Start of Record excerpts
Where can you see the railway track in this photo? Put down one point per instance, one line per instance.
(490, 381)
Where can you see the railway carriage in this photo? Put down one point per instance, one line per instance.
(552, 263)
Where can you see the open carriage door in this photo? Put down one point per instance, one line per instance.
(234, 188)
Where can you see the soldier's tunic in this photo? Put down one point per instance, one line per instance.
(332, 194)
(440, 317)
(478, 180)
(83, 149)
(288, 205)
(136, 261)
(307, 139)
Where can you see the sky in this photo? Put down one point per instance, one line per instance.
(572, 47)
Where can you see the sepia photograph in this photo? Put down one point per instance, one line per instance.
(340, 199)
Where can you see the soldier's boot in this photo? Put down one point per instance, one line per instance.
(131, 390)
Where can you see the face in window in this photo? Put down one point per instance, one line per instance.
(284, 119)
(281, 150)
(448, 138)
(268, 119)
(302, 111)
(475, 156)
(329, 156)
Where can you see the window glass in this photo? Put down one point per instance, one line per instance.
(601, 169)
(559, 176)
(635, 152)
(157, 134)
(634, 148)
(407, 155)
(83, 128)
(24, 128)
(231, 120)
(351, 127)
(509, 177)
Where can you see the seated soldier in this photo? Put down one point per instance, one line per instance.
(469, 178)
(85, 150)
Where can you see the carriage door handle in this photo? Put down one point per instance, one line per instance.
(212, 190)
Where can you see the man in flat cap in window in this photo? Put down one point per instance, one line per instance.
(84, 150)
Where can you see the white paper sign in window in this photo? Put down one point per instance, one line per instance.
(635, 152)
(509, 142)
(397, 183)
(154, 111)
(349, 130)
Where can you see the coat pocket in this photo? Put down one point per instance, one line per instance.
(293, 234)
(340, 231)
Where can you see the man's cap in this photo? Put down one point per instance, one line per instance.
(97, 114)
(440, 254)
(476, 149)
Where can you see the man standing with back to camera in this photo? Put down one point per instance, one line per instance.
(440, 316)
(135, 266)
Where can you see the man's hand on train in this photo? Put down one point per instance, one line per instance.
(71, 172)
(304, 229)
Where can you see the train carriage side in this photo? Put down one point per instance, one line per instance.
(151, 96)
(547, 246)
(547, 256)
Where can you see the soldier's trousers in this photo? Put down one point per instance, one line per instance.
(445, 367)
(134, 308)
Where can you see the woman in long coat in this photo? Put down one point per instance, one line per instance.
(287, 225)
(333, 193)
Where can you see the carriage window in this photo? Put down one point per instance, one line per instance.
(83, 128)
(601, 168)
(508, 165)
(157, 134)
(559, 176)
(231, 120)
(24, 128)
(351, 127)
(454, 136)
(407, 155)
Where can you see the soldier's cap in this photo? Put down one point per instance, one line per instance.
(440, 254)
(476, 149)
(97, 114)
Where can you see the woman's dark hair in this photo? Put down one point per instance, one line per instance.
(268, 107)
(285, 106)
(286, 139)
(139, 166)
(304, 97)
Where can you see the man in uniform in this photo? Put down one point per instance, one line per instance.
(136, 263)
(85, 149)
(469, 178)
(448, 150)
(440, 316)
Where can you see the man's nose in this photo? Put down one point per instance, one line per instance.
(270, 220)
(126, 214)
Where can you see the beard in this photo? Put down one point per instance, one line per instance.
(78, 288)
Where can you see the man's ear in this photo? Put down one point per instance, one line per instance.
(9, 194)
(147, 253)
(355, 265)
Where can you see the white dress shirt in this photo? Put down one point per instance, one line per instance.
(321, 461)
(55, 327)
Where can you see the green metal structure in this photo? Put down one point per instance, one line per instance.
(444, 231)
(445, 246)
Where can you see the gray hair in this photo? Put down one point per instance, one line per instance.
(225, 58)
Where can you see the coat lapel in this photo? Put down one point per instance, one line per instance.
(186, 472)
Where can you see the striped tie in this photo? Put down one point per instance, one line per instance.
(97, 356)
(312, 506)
End of Record excerpts
Your objective:
Repeat each line of the data exactly, missing none.

Task result:
Where can you see the railway track in this photo? Put down one point per instance, one line per instance.
(490, 381)
Where can you see the railway carriage in this photo? Put down one point per instance, one line per instance.
(552, 263)
Where can you see the open carriage door in this photo? Put down one point per instance, one line per instance.
(234, 188)
Where can you see the soldier's tunic in this photo? Put down one point per instance, one line per instance.
(332, 194)
(440, 317)
(478, 180)
(83, 149)
(288, 205)
(136, 261)
(307, 139)
Where can you see the sky in this photo? Put down one point per instance, one line per instance.
(572, 47)
Where can you see the sepia photograph in this photo? Put down one point per instance, one line per instance.
(340, 199)
Where can you see the soldier's boot in this photo? Put down one point per instance, one line per instance.
(131, 390)
Where can you see the face in window in this photo? Put down one point per instance, one line per instance.
(284, 119)
(281, 150)
(448, 138)
(268, 119)
(302, 111)
(475, 156)
(329, 156)
Where can you see the window glass in this photo? Put down one point per instance, one line per instance.
(601, 169)
(559, 176)
(635, 152)
(157, 134)
(634, 148)
(407, 155)
(83, 128)
(24, 128)
(231, 120)
(351, 127)
(509, 177)
Where can you see the seated soldier in this photo? Put down one point per instance, one line per instance.
(469, 178)
(85, 150)
Where can you see the carriage door handle in this photo? Put down one point per instance, one line per instance.
(212, 190)
Where can you see the man in flat cap in window in this photo? Put down one point per instance, one line per instance.
(84, 150)
Where can you see the white paper sign in window in this photo? Put down one point per instance, one line per instance.
(635, 152)
(509, 142)
(397, 183)
(154, 111)
(349, 130)
Where can you see the coat pocket in this photo? Put down one point per instance, one line per instance.
(293, 234)
(340, 231)
Where can you see the man's cap in this photo? Put down one point per instance, one line per instance.
(97, 114)
(440, 254)
(476, 149)
Where can you see the man standing with back to camera in this photo? Put down one point per instance, one line per instance.
(440, 316)
(135, 266)
Where can you see the man's hand on train in this photo? Put down one point per instance, one line per instance.
(71, 172)
(304, 229)
Where can you see the train carriage side in this photo? Put down one point per instance, one line per instance.
(151, 96)
(547, 246)
(547, 256)
Where can you see the soldier's trousers in this photo? Put down one point per instance, one line per instance.
(445, 367)
(134, 308)
Where can you see the woman in long coat in this photo? Put down one point per instance, one line per instance.
(287, 225)
(333, 193)
Where can you see the carriage window in this photo? Put down one point per instance, one line per instance.
(83, 128)
(601, 168)
(508, 165)
(157, 134)
(559, 176)
(231, 120)
(24, 128)
(351, 127)
(454, 136)
(407, 155)
Where can you see the soldier's cap in this photo? Put down one point per instance, one line per instance.
(440, 254)
(476, 149)
(97, 114)
Where can you see the woman's dark hair in this photo? Put down one point per instance, one line per instance.
(268, 107)
(285, 106)
(286, 139)
(139, 166)
(304, 97)
Where can you see the man in uniform in this photo? Put down one point per instance, one line per instance.
(136, 263)
(85, 149)
(469, 178)
(448, 150)
(440, 316)
Where can you see the man's nose in this photo? Put down one point per instance, one line per instance.
(270, 220)
(126, 214)
Where can you see the beard in this photo? Put down one point per instance, one line per instance.
(78, 288)
Where can you see the man's ear in this photo? Put down one point per instance, one line per instance.
(9, 194)
(147, 253)
(355, 265)
Where can you see the white dress shirt in this photo? Put down one point per instance, one line per instance.
(321, 461)
(55, 327)
Where can you see the green metal structure in this photo? Put down one point per instance, one line per instance.
(444, 231)
(445, 246)
Where can you see the gray hair in this photo? Put down one point per instance, one line per instance.
(225, 58)
Where can you see the coat lapel in this photo? Put down one point per instance, one line per instance.
(186, 472)
Where can you see the striped tie in this photo? Put down one point per instance, one line per instance.
(97, 356)
(312, 506)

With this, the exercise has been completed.